> **TAREFAS**:
1. De acordo com o texto sobre a descoberta do feminismo, em que ano as mulheres passaram a ter direito de voto?
2. Reproduza, do texto sobre a descoberta do feminismo, o trecho que vai de "Sabia que as" até "seria mesmo inocência.".

> **TEXTO FORNECIDO**:

○ ○ ○ ○

Olympe de Gouges. Foto: Não aguento quando

A primeira vez que ouvi falar sobre feminismo, eu já estava na faculdade. Num primeiro momento, eu pensava que o feminismo era apenas um movimento que lutava pela igualdade pura e simples entre homens e mulheres e que as mulheres feministas eram muito mais livres, desprendidas e donas de si.

Eu achava aquilo tudo muito distante de mim. Eu, que sempre lutava para me adequar a padrões, que sempre pensava que o único jeito de ser livre era nascer, numa próxima vida, como homem. Pensava que estávamos evoluindo, talvez naturalmente, e que um dia, ser mulher também significaria ser livre. Mas eu ainda me via entre cercas, limites que me impediam de viver dessa forma. Não sei bem se eu realmente me conformava: é tão difícil querer se adequar num mundo que não é feito para uma mulher.

Porém, eu só fui conhecer outras possibilidades quando estava para me formar. Só fui conhecer a luta no momento em que tive que ficar enclausurada no quarto para estudar. E só fui conhecer a história do feminismo quando questionei, realmente, de onde vieram os avanços que as mulheres conquistaram nos últimos anos, o porquê de a desigualdade de gênero ser tão presente em todos os países do mundo, o porquê de o machismo e a dominação masculina prevalecerem em, praticamente, todas as sociedades.

Isso quer dizer também que…

Eu tive zero contato com o movimento feminista durante minha adolescência. Eu sequer ouvi algo parecido, e olha que eu devorava os livros de História. Memorizei (ou decorei, hehe) sobre a Revolução Francesa de trás para frente e eu não li nada sobre Olympe de Gouges ou Mary Wollstonecraft.

Descobri que, finalmente, em 1934, as mulheres passaram a ter o direito de voto, mas até então, pareceu que Vargas foi um presidente progressisto e benevolente. Eu não estudei sobre as sufragistas e que foram elas as responsáveis por hoje eu poder ir às urnas e votar.

Sabia que as décadas de 60 e 70 foram uma época de contra cultura, soube do Woodstock, das pessoas que se revoltaram contra as guerras destrutivas e desnecessárias pelas quais o mundo estava passando. Até sabia que foi nesse época que surgiram o anticoncepcionais e que as mulheres puderam ter um controle maior sobre a gravidez. Mas eu não sabia da força que o movimento feminista ganhou nessa época, da busca pela conscientização e pelo empoderamento feminino. Eu-não-fazia-ideia-de-tudo-isso.

Eu nasci nos anos 90, cresci nos anos 2000 e não tive contato com movimento feminista até, praticamente, 2013. Eu já me culpei por isso, por talvez não ter buscado conhecer e saber mais sobre o assunto. Porque esperar que ele viesse até mim seria mesmo inocência.

Ao mesmo tempo, fico feliz em ver meninas de 14, 15, 16 anos escrevendo textos maravilhosos sobre o feminismo, criando páginas, grupos de discussão, levando o tema para a escola, difundindo e exercitando a sororidade. A internet fez, de fato, uma verdadeira revolução nesse quesito!

○ ○ ○ ○

> **LISTA DE REGISTROS**:
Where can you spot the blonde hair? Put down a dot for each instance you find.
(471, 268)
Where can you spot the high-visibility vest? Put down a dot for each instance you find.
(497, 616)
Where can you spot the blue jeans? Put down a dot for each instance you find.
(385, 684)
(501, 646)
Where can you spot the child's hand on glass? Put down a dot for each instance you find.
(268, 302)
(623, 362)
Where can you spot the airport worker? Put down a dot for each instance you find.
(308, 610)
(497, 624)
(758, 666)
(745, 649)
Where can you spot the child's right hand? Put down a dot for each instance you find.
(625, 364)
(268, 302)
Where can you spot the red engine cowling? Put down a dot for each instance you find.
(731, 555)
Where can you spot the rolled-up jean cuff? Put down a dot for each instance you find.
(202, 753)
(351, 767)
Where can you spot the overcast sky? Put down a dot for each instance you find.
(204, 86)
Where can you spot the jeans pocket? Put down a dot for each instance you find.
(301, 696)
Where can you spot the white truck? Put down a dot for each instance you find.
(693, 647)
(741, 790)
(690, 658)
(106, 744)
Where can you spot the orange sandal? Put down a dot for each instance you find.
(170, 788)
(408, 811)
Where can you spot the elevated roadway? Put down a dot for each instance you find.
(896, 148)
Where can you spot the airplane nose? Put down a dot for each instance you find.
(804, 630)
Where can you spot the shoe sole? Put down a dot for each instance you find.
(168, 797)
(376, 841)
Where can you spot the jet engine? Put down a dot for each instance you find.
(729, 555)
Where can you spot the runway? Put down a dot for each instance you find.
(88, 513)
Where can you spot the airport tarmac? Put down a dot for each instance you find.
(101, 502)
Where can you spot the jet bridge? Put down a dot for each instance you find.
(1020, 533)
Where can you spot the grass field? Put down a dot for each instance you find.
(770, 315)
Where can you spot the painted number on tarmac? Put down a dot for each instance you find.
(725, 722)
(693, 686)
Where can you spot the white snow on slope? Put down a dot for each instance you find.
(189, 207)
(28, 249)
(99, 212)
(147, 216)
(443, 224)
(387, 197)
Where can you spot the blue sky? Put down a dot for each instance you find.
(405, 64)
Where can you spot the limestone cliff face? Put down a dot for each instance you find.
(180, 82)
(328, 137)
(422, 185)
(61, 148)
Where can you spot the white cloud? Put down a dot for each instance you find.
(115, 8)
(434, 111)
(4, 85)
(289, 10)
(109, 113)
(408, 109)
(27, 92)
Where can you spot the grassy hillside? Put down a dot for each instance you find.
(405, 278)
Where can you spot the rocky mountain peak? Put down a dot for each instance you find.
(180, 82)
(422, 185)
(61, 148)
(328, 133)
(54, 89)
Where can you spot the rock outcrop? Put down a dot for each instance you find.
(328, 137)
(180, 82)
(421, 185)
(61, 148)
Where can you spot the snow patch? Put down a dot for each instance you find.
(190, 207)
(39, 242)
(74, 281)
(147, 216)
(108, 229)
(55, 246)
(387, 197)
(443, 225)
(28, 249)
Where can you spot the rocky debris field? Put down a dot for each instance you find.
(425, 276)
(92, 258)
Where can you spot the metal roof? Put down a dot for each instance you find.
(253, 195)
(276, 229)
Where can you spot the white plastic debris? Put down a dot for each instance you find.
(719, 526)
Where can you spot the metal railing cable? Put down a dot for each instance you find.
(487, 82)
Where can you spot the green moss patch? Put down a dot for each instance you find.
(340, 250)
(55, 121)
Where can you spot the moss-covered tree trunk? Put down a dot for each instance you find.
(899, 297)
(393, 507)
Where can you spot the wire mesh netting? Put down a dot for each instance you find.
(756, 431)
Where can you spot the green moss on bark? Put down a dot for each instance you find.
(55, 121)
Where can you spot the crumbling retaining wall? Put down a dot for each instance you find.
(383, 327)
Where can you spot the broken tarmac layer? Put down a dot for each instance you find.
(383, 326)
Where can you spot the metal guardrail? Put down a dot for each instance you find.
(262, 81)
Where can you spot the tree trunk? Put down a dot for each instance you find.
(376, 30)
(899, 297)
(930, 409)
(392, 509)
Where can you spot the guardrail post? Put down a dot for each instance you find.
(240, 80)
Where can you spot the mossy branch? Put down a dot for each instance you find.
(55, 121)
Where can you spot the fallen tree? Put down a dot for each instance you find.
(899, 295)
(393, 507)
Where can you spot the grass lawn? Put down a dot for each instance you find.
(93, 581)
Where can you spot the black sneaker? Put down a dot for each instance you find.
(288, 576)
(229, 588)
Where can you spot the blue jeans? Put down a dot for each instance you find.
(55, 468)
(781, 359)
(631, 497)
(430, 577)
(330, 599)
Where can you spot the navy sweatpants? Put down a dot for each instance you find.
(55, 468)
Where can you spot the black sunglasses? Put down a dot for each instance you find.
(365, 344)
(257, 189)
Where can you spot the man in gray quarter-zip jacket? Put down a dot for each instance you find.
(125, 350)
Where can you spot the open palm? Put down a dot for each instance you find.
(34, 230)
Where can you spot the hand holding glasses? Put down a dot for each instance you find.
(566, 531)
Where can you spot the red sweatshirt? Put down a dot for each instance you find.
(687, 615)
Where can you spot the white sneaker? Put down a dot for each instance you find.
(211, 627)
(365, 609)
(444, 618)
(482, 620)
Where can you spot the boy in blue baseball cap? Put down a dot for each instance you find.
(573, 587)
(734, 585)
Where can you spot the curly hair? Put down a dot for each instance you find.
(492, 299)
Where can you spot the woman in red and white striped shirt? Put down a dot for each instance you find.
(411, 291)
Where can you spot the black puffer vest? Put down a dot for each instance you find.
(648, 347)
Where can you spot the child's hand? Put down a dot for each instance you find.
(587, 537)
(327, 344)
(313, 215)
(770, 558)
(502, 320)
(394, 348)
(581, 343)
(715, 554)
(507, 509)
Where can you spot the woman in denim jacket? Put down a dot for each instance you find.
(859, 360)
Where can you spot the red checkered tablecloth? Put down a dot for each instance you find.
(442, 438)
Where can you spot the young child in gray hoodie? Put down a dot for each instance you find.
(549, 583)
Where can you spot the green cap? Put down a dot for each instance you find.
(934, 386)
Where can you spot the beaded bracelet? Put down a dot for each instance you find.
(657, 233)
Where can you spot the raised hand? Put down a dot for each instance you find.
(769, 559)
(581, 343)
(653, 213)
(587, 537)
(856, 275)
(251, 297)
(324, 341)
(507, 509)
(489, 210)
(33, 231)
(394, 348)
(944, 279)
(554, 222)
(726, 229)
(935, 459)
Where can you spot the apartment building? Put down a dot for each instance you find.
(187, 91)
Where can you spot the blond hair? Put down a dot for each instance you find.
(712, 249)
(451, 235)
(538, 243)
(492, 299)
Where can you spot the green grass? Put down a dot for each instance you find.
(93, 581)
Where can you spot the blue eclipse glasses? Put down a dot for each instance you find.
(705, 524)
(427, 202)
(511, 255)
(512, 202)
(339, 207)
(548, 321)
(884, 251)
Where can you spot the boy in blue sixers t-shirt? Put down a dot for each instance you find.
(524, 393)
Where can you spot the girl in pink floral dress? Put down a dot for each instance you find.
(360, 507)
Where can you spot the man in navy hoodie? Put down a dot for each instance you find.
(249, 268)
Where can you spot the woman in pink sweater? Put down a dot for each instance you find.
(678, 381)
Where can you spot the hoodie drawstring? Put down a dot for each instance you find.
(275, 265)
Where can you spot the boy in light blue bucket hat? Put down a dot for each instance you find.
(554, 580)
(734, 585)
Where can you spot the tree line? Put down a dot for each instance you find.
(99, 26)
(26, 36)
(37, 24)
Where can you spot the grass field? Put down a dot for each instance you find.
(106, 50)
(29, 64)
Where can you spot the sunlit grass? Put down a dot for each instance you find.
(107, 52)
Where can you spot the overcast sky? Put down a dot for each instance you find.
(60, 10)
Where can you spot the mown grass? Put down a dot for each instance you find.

○ ○ ○ ○

> **GABARITO**:
1. Em 1934.

2.
Sabia que as décadas de 60 e 70 foram uma época de contra cultura, soube do Woodstock, das pessoas que se revoltaram contra as guerras destrutivas e desnecessárias pelas quais o mundo estava passando. Até sabia que foi nesse época que surgiram o anticoncepcionais e que as mulheres puderam ter um controle maior sobre a gravidez. Mas eu não sabia da força que o movimento feminista ganhou nessa época, da busca pela conscientização e pelo empoderamento feminino. Eu-não-fazia-ideia-de-tudo-isso.

Eu nasci nos anos 90, cresci nos anos 2000 e não tive contato com movimento feminista até, praticamente, 2013. Eu já me culpei por isso, por talvez não ter buscado conhecer e saber mais sobre o assunto. Porque esperar que ele viesse até mim seria mesmo inocência.